Given text:
Commission-based: An adviser who works for commissions is earning money when they sell you an investment, insurance and other financial products. Commission-based advisers have an inherent conflict of interest because they are paid based on what products they sell you. It is not necessarily nefarious, but you need to be cautious in this type of relationship and know exactly what they are earning and why they are making recommendations.

Fee-only: Fee-only means that the adviser is compensated only by fees that you pay. There are a variety of fee models:

  • Flat fee: The adviser charges an agreed-upon fee in return for agreed-upon services.
  • Hourly fee: You are charged only for the time the adviser spends working for you.

Problems to work on:
(a) In the text on how financial advisers are paid, why do commission-based advisers have an inherent conflict of interest?
(b) Write the next part of the text on how financial advisers are paid, starting after its final bullet.

Data shown:

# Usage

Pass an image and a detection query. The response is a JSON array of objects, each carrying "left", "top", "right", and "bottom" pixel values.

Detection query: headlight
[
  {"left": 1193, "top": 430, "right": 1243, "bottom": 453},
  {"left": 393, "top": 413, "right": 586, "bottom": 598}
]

Responses by task:
(a) They are paid based on what products they sell you.

(b)
  • Assets Under Management (AUM): A fee is charged (0.5%-1.5% paid annually) based on the amount of money the adviser is managing for you. This is the common structure when the adviser is actively managing your money, making trades, rebalancing, etc. (It is important to notethat this can be incredibly expensive. Getting 1.5% on $100,000 is $1,500 a year or $15,000 over 10 years. Put another way, if you are getting a 15% rate of return on your money with a 1.5% fee, then you are really only earning 13.5%.)

Fee-based: With a fee-based system, the adviser charges a combination of a flat fee plus commissions. Under this type of arrangement, you need to ask a lot of questions about how they’re actually getting paid and for what. You might be paying high fees while the adviser is earning commissions on products they recommend to you.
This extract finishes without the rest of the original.